● Records provided:
::::::

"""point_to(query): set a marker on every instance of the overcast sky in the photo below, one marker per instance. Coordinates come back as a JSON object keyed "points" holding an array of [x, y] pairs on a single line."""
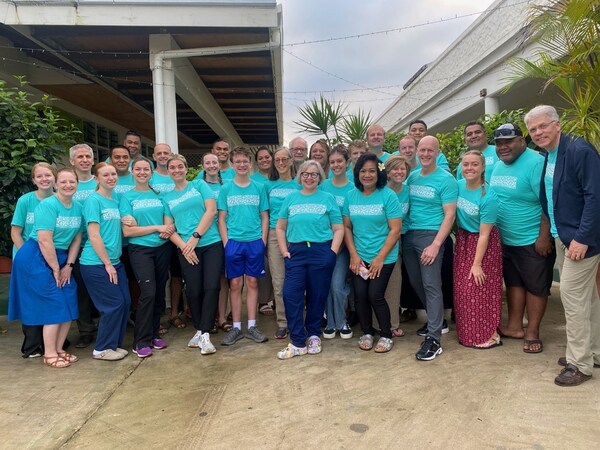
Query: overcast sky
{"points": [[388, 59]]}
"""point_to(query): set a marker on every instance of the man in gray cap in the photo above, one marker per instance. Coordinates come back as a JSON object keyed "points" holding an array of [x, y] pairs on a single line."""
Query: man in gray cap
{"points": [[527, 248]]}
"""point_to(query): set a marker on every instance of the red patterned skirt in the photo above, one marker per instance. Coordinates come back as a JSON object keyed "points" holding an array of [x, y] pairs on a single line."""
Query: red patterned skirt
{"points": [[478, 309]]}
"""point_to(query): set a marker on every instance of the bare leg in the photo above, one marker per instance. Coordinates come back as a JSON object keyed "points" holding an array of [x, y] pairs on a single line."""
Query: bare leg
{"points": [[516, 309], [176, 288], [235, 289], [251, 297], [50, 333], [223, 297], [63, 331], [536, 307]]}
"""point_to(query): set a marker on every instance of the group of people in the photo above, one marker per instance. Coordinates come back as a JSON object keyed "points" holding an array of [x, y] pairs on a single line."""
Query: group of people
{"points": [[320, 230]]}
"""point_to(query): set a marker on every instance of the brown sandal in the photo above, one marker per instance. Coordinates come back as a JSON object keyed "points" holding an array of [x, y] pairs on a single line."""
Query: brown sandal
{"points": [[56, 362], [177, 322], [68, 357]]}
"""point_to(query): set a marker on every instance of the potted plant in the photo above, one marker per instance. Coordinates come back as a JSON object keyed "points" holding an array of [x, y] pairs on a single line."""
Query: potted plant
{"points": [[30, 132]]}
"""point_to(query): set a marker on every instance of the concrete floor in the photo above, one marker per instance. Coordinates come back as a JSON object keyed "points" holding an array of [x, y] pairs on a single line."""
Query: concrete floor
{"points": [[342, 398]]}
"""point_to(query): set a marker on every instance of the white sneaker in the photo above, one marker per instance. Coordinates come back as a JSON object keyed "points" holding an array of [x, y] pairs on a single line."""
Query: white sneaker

::::::

● Written request: Recast the listing from the line with "of the concrete" up to and including its last line as a JSON list of strings, one string per line, leaving out blank lines.

● Exercise response:
[
  "\"\"\"point_to(query): set a marker on every instance of the concrete floor in the photo above, one marker per instance. Coordinates come back as a JSON object keyed \"points\" holding an array of [x, y] pairs on a single line.\"\"\"",
  "Query: concrete floor",
  "{\"points\": [[342, 398]]}",
  "\"\"\"point_to(query): set a marker on every instance of the white sneaker in the photo above, one marker per instance. Coordinates come back as a JSON object keyed \"points\" holding an array of [x, y] pairs on a single line.\"\"\"",
  "Query: white sneaker"
]